Exercise >>
Please print the full listing exactly.

Records to use >>

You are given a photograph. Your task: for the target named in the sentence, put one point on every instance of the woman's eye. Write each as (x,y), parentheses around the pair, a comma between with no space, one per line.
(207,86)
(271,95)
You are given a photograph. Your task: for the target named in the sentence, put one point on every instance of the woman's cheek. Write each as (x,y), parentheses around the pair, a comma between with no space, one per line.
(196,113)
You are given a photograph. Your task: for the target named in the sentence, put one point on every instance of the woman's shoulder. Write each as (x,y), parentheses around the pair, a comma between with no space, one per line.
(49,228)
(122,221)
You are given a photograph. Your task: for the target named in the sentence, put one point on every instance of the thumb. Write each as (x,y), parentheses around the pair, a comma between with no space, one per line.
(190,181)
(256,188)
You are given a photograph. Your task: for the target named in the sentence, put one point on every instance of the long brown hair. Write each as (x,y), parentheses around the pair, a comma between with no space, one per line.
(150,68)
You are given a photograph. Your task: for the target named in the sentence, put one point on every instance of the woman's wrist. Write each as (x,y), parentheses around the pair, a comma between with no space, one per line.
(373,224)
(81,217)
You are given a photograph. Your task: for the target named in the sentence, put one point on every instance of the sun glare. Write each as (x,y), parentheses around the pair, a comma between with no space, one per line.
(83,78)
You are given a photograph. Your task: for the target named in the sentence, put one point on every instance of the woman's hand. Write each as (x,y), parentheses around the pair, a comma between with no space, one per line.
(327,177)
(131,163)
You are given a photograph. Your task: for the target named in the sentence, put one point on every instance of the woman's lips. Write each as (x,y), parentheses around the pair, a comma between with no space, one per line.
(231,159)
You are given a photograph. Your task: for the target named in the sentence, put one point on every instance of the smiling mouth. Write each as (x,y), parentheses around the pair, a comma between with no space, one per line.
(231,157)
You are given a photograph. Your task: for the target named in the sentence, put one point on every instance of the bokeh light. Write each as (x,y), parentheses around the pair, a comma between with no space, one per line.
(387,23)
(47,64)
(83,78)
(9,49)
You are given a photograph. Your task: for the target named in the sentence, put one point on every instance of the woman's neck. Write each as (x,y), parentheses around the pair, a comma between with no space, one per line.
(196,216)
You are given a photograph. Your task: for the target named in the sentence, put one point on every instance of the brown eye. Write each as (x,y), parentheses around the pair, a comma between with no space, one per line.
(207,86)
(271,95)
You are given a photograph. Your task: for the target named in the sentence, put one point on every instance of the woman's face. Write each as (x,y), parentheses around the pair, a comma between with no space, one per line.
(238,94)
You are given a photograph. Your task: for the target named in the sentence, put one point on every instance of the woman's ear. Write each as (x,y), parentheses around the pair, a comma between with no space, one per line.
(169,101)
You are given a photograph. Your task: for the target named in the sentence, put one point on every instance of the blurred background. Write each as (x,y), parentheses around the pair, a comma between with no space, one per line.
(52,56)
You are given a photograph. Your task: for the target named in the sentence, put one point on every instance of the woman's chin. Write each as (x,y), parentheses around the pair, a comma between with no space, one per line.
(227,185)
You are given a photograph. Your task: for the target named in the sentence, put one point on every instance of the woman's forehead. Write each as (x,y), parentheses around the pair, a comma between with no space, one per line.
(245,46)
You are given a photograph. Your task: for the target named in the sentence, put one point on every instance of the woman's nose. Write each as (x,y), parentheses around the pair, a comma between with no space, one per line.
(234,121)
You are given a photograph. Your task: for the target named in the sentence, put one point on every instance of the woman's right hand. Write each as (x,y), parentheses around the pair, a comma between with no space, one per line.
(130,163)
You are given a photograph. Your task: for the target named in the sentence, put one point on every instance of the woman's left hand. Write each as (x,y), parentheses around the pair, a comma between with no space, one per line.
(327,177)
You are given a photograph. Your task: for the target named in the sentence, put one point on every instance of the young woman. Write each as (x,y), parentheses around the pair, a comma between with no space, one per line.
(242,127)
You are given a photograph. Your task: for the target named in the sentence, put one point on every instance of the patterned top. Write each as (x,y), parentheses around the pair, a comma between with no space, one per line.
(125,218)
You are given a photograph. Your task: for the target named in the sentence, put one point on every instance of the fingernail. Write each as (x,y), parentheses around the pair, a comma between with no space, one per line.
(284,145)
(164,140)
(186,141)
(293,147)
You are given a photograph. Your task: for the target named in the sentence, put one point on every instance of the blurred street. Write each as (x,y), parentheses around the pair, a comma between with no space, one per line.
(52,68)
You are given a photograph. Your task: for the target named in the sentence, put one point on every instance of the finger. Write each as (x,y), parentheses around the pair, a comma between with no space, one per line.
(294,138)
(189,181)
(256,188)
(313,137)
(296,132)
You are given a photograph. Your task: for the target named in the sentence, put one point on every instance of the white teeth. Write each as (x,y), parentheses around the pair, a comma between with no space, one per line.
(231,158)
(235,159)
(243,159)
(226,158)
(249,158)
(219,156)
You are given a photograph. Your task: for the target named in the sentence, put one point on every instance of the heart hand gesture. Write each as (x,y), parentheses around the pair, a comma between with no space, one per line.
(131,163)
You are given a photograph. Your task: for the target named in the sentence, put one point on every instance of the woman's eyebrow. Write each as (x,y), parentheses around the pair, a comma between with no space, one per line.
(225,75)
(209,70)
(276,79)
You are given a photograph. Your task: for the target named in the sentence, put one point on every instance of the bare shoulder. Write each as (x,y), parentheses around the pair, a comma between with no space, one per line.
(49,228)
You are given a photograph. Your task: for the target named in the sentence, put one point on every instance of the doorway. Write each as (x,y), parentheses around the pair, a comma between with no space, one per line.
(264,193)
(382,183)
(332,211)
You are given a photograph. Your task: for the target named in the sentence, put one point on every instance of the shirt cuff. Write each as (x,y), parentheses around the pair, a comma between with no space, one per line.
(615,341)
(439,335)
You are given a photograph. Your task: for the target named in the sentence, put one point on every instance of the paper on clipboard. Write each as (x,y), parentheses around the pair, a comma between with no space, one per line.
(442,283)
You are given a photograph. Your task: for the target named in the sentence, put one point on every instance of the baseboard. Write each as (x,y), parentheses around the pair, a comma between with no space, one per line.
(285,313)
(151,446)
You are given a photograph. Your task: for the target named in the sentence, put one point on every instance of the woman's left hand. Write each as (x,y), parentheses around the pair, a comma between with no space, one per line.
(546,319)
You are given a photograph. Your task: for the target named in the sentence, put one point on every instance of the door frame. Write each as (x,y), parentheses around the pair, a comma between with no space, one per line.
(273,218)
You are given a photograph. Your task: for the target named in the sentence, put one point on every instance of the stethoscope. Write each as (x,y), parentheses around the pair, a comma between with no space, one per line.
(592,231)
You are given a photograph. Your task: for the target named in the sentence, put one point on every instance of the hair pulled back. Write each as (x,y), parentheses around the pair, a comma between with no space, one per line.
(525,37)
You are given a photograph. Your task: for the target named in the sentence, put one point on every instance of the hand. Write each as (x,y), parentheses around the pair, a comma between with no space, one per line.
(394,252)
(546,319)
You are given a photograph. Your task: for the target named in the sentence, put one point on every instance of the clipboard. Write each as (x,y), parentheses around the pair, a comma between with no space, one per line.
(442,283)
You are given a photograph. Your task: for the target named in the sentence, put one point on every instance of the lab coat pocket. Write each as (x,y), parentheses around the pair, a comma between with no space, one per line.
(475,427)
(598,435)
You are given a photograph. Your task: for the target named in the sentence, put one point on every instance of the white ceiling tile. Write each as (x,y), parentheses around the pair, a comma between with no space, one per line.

Output for this exercise >>
You are given a photograph. Your task: for the target named in the sentence, put one point on every instance of the woman's eye. Write each as (x,y), parentheses around the pair, a comma between with no space, one per line.
(207,86)
(271,95)
You are given a photograph. Your task: for the target named in the sentence, put one point on every instance of the woman's cheek. Write each as (x,y), parentheses around the pair, a comma between with no space, one per line.
(196,113)
You are given a photograph. Your task: for the target named in the sentence, put one point on every instance of the woman's shoulder. Write each as (x,y), parentheses around the pair, a comma between with no space, one per line.
(49,228)
(122,221)
You are given a photograph. Your task: for the target named in the sentence, put one point on every instance of the thumb. Write each as (x,y), parentheses around the pair, a comma between with no space, one per line.
(190,181)
(256,188)
You are given a photograph. Your task: for the target named in the sentence, put one point on every instance of the long brown hair. Write each as (x,y), parentheses around the pair, a comma between with no space, one per line.
(150,68)
You are given a photograph. Your task: for the target named in the sentence, put one point on every instance of the woman's wrist. Write each as (x,y), parentheses around the pair, a comma between with no space, one per line.
(373,224)
(81,217)
You are given a photograph. Your task: for the target named in the sentence, put one point on every instance of the sun glare. Write each as (x,y), parentheses around the pair, a comma between with no space, one per line.
(83,78)
You are given a photograph. Your task: for the target named in the sentence, put one point on every instance of the woman's hand. Write each as (x,y), parentheses around the pair, a comma between with no space, one per line.
(327,177)
(131,163)
You are given a photograph. Your task: for the target named in the sentence, put one point on every instance of the woman's lips. Write each as (x,y), parentheses around the pair, a comma between with no space, one per line.
(231,159)
You are given a photograph. Your task: for the target named in the sentence, put one point on every instance of the smiling mouth. Write each as (x,y), parentheses around the pair, a comma between with no space, one per line.
(231,157)
You are given a photograph. Your task: for the target named in the sentence, put one point on every instance of the bokeh light. Write each as (x,y), parentheses around the pair, a comma between with no space, one per line.
(387,23)
(47,64)
(83,78)
(9,49)
You are given a photograph. Your task: for the target named in the sentence, put one point on every instance of the woman's neck. Write each as (x,y), parentheses around the pair, a comma between with no space, one per line.
(196,216)
You are given a photograph. Your task: for the target named in the sentence, put one point on every instance of the brown eye. Write each as (x,y), parentheses around the pair, a comma between with no space, one per line.
(207,86)
(271,95)
You are given a photograph. Your task: for the target named in the sentence, put one point on every instance of the woman's face. Write each as (x,y), parentheses around the pair, a comma between with no space, one per line.
(238,94)
You are given a photograph. Your task: for the target named in the sentence, put one point on every instance of the woman's ear. Write each as (x,y), parentheses around the pair, a comma between with no space, one per line.
(169,101)
You are given a photograph. Your task: for the target named in the sentence, put one point on every instance of the blurred background. Write each as (x,y), parentheses around the pair, a comma between with no space, one per line.
(52,56)
You are given a photograph. Your task: for the target named in the sentence, put one point on every instance of the woman's chin. Write each as (x,y), parentheses around the pair, a comma between with no space, one per line.
(227,185)
You are given a photograph. Your task: for the target named in the sentence, put one point on every instance of the woman's forehead. Write each as (x,y), parentheses around the pair, a comma between with no space, one per line.
(245,46)
You are given a photograph. Your task: for the target named in the sentence, put one point on every instance of the woman's nose. Write each as (x,y), parentheses around the pair, a comma between with no space, one per line.
(234,121)
You are given a photograph. Your task: for the target named in the sentence, put one point on every instance of the woman's right hand. Write each as (x,y), parentheses around the pair, a comma between with no space, one per line.
(130,163)
You are given a photograph. Your task: for the target named in the sentence, put one point on every instance of the woman's left hand. Write each as (x,y), parentheses around the pair, a comma between with no space, one per line.
(327,177)
You are given a photograph. Your task: for the target named in the sentence, put one point on every instance of the young woman. Write each as (x,y), parentheses around the pair, a comma between with no space, one per line.
(242,127)
You are given a photograph. Your task: for the target named in the sentence, put one point on every instance of the patterned top. Write each as (x,y), parentheses around the pair, a comma between with no space, one per line.
(125,218)
You are given a photograph. Your task: for the target named in the sentence, put one point on every instance of the fingernail. Write each as (x,y), parentheses around the pair, a comma between with no space, one per line.
(284,145)
(164,140)
(186,141)
(293,147)
You are given a photograph. Your task: for the target named in the sentence, put one point on every instance of the blurred street. Write each as (x,y), parentheses around the pair, a comma between with no space, one per line.
(52,68)
You are given a photograph. Your task: for the target named in the sentence, put one point on every instance of the finger. Write each as (x,y), parentheses around the pair, a comma between with no space, one per line.
(294,138)
(189,181)
(256,188)
(313,137)
(296,132)
You are given a photograph. Your task: for the target named in the sentence, put one point on every instance of the white teeth. Write each as (x,y), parentheses around the pair, a comma between with no space, one per line.
(231,158)
(235,159)
(243,159)
(226,158)
(249,158)
(219,156)
You are given a photograph. Your task: for the target named in the sentence, put one point on every instance of the heart hand gesture. Write each as (x,y), parentheses around the pair, a comma between with no space, one per line.
(131,163)
You are given a photograph. Your task: for the target named in the sentence, put one point on every instance of the woman's eyebrow. Write each as (x,y), parentheses around the pair, a comma between with no space, one per line.
(225,75)
(209,70)
(276,79)
You are given a photograph. Your task: for the target named in the sentence, put one point on every instance of the bare shoulder. Write each as (x,y), parentheses around the pair, a comma between with no space, one per line.
(49,228)
You are given a photograph. Your task: for the target named in the sentence, put one point on every instance of the doorway. Write each as (x,y), parentheses around the pair, a comma between with no space, one per line.
(264,193)
(382,183)
(332,211)
You are given a photograph. Your task: for the target named in the sentence, put one point on every instance of the shirt cuff. Write each as (x,y), parentheses around the pair, a comma between with no space, one per line.
(615,341)
(439,335)
You are given a photograph. Your task: for the target named in the sentence, put one point on every instance of the paper on clipboard. Write each as (x,y), parentheses around the pair, a comma between with no space, one per line.
(442,283)
You are given a photograph. Your task: for the target named in the sentence, put one point on every instance of the baseboard. Write each as (x,y), parentheses around the pair, a comma between with no space, one per line.
(285,313)
(151,446)
You are given a photograph. Your task: for the target named in the sentence, put one point on every instance of the woman's left hand. Write each as (x,y), parentheses around the pair, a comma between with no space, one per line.
(546,319)
You are given a photograph. Your task: for the target named in the sentence, put one point on every instance of the door frame. Write each as (x,y), parentheses around the pair, a comma between with no space, one per line.
(273,218)
You are given a photograph. Your task: for the target named in the sentence, put one point on every instance of the stethoscope. Write each as (x,y), parentheses around the pair, a comma between with no space, one per line.
(592,231)
You are given a photograph. Your task: for the target named in the sentence, put one point on every instance of the hair pulled back. Write each as (x,y), parentheses around the pair, a comma between with no space, one per line.
(525,37)
You are given a photograph. Your task: for the target named in the sentence, put one point on every instance of the hand. Write each as (x,y), parentheses around the pair, a comma between with no space, one per line.
(394,252)
(546,319)
You are given a photograph. Your task: for the target named in the sentence, put one point on every instance of the clipboard. Write each as (x,y), parentheses around the pair, a comma between with no space, one per line.
(442,283)
You are given a photograph. Your task: for the target named in the sentence, put one point on every instance of the lab coat pocket. Write each as (x,y), parentheses around the pair, a comma between with no space, one per line.
(475,427)
(598,435)
You are given a photograph. Your task: for the target named in the sentence, put one point on every instance of the white ceiling tile. Write each as (x,y), parentheses around the pair, a comma between with no space, one per line.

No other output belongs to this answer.